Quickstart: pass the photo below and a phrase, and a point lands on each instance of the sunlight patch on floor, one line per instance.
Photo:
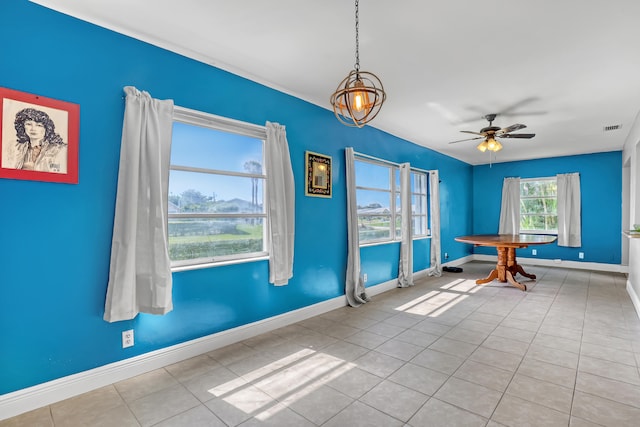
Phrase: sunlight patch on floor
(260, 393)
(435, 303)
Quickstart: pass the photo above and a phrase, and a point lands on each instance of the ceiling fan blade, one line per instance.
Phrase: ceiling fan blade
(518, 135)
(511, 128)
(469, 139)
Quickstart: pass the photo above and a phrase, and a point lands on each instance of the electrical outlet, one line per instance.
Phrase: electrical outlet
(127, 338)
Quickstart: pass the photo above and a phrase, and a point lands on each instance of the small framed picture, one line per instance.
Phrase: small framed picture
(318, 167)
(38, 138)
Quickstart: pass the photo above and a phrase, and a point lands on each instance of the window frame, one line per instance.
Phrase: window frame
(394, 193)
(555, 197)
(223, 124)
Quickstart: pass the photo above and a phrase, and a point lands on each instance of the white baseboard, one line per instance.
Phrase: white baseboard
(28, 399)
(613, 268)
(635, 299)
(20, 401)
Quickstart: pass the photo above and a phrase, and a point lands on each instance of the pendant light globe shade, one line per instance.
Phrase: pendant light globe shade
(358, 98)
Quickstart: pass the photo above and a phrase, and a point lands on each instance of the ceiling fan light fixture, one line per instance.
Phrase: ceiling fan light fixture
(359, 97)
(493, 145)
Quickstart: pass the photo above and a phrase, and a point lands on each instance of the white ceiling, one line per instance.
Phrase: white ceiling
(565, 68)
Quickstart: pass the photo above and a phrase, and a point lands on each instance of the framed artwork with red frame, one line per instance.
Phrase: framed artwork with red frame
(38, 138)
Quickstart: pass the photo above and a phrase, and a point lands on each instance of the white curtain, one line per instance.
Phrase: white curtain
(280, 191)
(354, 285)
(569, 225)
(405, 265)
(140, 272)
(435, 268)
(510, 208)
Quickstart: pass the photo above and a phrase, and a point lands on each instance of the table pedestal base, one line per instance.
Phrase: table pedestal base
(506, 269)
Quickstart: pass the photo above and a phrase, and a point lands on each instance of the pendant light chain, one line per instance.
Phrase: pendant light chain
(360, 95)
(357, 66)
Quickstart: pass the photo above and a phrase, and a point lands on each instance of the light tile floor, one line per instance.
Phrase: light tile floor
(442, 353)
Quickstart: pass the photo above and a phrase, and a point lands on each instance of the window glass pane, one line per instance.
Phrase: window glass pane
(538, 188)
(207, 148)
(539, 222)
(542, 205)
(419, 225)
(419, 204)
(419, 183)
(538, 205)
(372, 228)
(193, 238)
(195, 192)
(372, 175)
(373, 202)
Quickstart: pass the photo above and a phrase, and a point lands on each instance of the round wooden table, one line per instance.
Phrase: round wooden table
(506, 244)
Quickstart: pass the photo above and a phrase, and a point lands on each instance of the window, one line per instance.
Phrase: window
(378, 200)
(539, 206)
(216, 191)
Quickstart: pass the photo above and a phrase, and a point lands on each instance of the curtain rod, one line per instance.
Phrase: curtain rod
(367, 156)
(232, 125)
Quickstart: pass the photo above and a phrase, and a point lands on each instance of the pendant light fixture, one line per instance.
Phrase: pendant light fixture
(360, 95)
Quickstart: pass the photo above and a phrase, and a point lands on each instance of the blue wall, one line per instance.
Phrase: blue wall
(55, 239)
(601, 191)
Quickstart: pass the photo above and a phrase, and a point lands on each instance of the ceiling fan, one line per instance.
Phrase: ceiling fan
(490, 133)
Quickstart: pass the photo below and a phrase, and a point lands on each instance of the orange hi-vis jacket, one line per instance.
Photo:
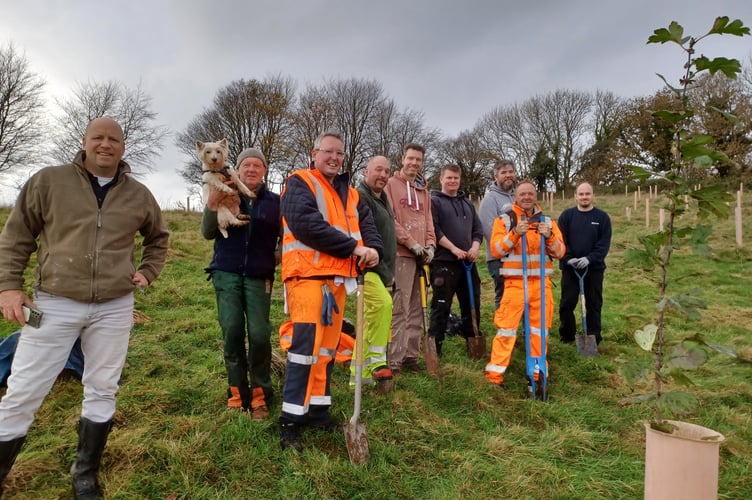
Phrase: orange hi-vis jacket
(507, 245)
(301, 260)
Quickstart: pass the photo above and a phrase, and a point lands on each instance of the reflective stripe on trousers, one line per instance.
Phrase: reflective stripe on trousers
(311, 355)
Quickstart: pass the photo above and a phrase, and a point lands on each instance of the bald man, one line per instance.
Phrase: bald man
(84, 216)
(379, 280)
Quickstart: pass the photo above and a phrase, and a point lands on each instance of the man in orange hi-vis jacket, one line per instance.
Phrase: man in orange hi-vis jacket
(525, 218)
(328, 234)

□ □ □ □ □ □ □

Return the listing above word for word, with the pictures removed.

Quickstart: pass the photo below and a phrase, and a point lands on each instance of the sunlight patch on floor, one line per instance.
Photo:
Phrase: sunlight patch on floor
(260, 393)
(435, 303)
Quickstart: pass the photo above and a phrase, and a point lands on each instance of the ceiling fan blade, one line per instance.
Phrase: ceiling fan blade
(518, 135)
(511, 128)
(469, 139)
Quickstart: pass the photo above and a phrase, and a point lands on each instance of the electrical outlet, one line per instance.
Phrase: electrical outlet
(127, 338)
Quickstart: pass the photo above and a phrase, and a point lands on each instance of the small framed picture, one line per instance.
Phrase: small framed picture
(318, 167)
(38, 138)
Quickstart: pass the photo above and a phrase, and a point lands on each instance of the window frame, one line per instance.
Phrase: window frame
(394, 193)
(555, 197)
(223, 124)
Quickstart: pass the photo above and a phrase, and a point lands on each instance of the white baseboard, one line per instance.
Phrase: white baseboard
(28, 399)
(613, 268)
(635, 299)
(20, 401)
Quickstart: pass the photo above and a phrase, and a point lands on each instance of the pendant light globe shade, one line per instance.
Phrase: pendant light globe shade
(358, 98)
Quickstart: pass the photo above and a phrase, and a point lands on each instance of the ceiling fan light fixture, one line per instance.
Phrase: ceiling fan light fixture
(359, 97)
(493, 145)
Quickstart: pass the photo above and a phrase, and a point lands on each instance of the white ceiling, one line per instance.
Phrase: white ceiling
(565, 68)
Quickstart: pass the photo above and a phrase, and a point lands on each instance of the framed artwork with red frame, one line per instance.
Phrase: framed artwork with red frame
(38, 138)
Quickstart: pass the photo above and a phrase, and a point lands on each instance of the white curtain, one line per instance.
Phrase: white curtain
(280, 191)
(354, 285)
(569, 225)
(405, 265)
(140, 272)
(435, 268)
(510, 208)
Quickstart: pass the photo above and a phrase, and a point lands on each instance of the table pedestal base, one line per instance.
Phrase: table pedestal base
(506, 269)
Quickstart: pass the photo above and a phrase, and a point lands on each instance of the pendant light chain, one line per instance.
Phrase: pendant light chain
(360, 95)
(357, 66)
Quickstart: pass the photo above and a phrase, and a point lands on each instance of the light tile floor, one line per instance.
Phrase: light tile floor
(442, 353)
Quickstart: pass the photo above and a phrase, and a point lands on each instance of the window glass pane, one line per instance.
Phrase: window glass pane
(538, 188)
(207, 148)
(539, 222)
(542, 205)
(419, 225)
(419, 204)
(419, 183)
(538, 205)
(372, 228)
(193, 238)
(195, 192)
(372, 175)
(373, 202)
Quickstart: pass the photo above and a phrase, and a point lands on each instance of the round wooden table, one line per instance.
Phrase: round wooden table
(506, 244)
Quickstart: pass the photo above and a phrase, and a point lands on each instance of the window, one line per instance.
Phrase: window
(378, 200)
(539, 206)
(216, 191)
Quickstart: pass the photo above and a phrase, and a point lands on each instance of the curtain rod, one line per instance.
Phrase: curtain rod
(367, 156)
(232, 125)
Quickstart: pass the photo above and a phrase, and a point lands on each instance of the pendant light fixture, one line per instance.
Phrase: pendant light fixture
(360, 95)
Quickstart: pass the photo above and a phrase, and a point lands on each instance of the blue wall, one line per instance.
Phrase: blue wall
(55, 239)
(601, 191)
Quickstart: pass the photo above and a phrase, and a point lands on each instance of the ceiling fan, one line per instance.
Phrase: ceiling fan
(490, 133)
Quickstart: pass the photo below and a phrase, and a point lands on each instance of the orange hi-vis jacket, one line per instance.
Photo:
Phrase: orange hi-vis jacket
(507, 245)
(301, 260)
Quickstart: pass the photo above and a phrase, and a point lands on each instance of the reflective stripe on trousers, one line per instance.
Phrase: reflective stripe on trousers
(311, 355)
Quickstart: pass the photo above and a phrase, and a point lands on each instance of the bald man, one line per instance.
Phrase: bald man
(84, 216)
(379, 280)
Quickstart: pass the photo above and a phrase, and a point lands on each instance of the man in orange hi-vis jacket, one line per instance.
Phrase: man in orange hi-vis jacket
(525, 218)
(328, 234)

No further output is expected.